_Set problem_: Retype the material word for word, beginning at its first line and stopping after the line that contains "column 394, row 478".

_Saved data entries_:
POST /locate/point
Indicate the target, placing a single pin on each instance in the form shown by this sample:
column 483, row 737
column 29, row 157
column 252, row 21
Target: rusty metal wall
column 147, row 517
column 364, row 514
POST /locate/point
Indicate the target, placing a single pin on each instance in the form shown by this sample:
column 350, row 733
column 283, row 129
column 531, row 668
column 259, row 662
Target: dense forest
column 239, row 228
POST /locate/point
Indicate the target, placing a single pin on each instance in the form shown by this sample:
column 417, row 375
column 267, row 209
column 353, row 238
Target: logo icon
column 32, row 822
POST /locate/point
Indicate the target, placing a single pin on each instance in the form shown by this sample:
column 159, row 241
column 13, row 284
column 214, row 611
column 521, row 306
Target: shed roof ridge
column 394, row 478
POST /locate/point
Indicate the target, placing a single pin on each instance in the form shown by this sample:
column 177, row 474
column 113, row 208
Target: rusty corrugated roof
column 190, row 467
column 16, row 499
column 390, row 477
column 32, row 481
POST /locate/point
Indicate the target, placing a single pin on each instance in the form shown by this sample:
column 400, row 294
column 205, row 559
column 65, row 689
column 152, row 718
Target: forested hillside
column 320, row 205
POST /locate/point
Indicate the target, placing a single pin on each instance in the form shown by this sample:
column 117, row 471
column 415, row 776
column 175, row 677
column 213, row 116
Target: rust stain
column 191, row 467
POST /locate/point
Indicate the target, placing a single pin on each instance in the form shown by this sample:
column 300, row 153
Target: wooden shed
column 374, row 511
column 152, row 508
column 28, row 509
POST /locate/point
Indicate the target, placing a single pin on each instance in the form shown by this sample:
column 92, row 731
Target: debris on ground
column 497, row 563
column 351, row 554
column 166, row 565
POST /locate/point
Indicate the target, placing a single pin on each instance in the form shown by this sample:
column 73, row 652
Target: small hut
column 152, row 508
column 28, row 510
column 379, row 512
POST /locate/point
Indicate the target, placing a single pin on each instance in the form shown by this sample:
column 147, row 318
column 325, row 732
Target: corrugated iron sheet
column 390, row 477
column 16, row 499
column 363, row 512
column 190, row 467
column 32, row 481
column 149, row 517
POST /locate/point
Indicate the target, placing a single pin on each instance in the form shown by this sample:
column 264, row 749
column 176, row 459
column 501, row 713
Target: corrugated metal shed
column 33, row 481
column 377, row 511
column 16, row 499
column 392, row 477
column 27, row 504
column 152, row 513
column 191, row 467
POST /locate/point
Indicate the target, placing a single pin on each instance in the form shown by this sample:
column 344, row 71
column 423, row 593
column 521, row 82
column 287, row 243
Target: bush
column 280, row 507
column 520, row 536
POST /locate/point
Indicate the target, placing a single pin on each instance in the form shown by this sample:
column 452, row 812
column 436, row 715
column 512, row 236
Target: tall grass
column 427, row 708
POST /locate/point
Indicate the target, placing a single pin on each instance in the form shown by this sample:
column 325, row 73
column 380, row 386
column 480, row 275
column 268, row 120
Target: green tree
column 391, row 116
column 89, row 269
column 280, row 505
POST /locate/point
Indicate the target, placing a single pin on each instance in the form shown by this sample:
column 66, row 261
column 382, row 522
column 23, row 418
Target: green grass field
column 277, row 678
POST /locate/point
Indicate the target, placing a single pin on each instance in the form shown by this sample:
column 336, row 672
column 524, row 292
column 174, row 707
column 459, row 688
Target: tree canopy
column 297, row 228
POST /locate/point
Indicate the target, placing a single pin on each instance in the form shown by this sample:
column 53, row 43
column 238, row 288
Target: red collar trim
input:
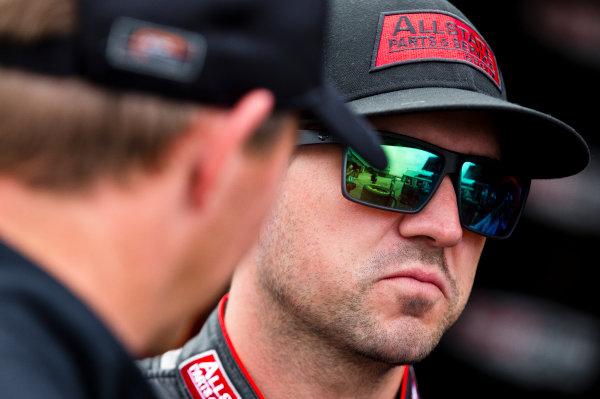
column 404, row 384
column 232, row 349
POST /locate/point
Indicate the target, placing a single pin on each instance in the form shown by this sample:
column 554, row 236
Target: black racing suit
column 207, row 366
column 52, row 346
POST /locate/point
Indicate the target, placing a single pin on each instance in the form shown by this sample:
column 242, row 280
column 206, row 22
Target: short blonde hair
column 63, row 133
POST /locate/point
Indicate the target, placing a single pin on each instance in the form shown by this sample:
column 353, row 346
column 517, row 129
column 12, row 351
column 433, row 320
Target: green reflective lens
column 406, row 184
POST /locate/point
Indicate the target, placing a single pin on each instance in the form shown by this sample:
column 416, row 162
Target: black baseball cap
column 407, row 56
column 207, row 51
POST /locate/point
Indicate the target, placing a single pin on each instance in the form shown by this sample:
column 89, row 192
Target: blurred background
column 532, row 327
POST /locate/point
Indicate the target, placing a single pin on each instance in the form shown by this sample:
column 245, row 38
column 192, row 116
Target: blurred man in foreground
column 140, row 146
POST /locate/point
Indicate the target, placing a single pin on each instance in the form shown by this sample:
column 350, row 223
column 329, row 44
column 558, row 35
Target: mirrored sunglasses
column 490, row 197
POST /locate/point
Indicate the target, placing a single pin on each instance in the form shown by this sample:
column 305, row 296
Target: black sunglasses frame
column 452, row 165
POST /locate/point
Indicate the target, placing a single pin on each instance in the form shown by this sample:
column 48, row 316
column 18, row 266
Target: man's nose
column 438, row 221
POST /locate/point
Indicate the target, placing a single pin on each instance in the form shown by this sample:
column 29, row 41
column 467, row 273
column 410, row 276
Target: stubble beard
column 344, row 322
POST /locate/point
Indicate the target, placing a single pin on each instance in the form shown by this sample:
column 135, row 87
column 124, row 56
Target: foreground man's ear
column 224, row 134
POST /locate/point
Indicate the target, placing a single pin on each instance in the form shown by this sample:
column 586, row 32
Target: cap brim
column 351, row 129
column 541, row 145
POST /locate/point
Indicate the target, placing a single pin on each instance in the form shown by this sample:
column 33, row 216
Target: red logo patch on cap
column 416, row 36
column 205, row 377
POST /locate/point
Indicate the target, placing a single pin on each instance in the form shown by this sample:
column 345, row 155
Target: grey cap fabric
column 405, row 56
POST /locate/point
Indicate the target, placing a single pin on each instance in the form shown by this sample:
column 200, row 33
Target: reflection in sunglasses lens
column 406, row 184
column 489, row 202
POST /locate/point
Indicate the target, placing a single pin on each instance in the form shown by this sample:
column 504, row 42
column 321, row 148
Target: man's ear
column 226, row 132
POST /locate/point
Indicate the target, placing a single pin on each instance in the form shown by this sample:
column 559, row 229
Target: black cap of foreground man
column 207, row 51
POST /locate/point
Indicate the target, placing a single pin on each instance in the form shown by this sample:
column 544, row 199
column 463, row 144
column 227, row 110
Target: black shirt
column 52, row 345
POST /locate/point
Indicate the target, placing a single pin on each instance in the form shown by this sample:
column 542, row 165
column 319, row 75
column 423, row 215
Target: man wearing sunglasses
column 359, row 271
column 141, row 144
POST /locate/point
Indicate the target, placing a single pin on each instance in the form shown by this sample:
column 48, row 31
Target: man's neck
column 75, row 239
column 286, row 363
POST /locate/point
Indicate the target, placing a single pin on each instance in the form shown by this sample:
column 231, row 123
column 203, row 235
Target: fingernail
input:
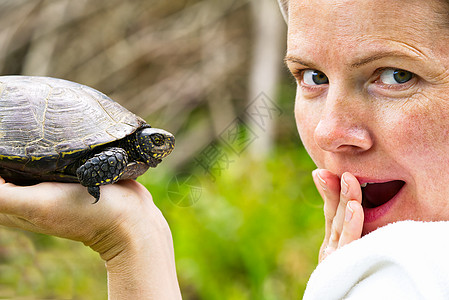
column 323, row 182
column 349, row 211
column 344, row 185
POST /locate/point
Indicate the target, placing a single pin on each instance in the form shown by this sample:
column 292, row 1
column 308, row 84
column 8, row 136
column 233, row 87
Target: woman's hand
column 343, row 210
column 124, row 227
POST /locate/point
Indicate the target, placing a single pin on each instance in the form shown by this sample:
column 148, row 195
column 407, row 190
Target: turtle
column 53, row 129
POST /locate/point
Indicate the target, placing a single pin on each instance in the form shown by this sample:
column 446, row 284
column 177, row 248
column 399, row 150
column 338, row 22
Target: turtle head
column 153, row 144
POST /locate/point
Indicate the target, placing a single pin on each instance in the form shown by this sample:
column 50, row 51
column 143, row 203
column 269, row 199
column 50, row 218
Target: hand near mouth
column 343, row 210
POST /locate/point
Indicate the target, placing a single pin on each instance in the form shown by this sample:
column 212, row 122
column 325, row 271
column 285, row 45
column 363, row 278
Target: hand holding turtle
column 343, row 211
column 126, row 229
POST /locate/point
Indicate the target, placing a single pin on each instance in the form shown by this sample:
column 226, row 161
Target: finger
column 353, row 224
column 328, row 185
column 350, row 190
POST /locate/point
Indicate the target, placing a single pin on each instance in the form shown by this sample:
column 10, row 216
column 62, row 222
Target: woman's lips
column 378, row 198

_Task output_:
POST /locate/point
Indicate the target, placing a single pin on each instance in the form shown by this sample:
column 483, row 737
column 29, row 157
column 252, row 21
Target: rusty metal wall
column 147, row 517
column 364, row 514
POST /locate/point
Indicate the target, placing a single pin on each instance in the form shown by this sample:
column 350, row 733
column 283, row 129
column 531, row 668
column 259, row 662
Target: dense forest
column 239, row 228
POST /locate/point
Indicate the target, placing a single pin on each instance in the form shown by this sample:
column 417, row 375
column 267, row 209
column 353, row 238
Target: logo icon
column 32, row 822
POST /locate/point
Indicate the target, placing a single pin on each instance in the form shown by this sample:
column 159, row 241
column 13, row 284
column 214, row 611
column 521, row 306
Target: shed roof ridge
column 394, row 478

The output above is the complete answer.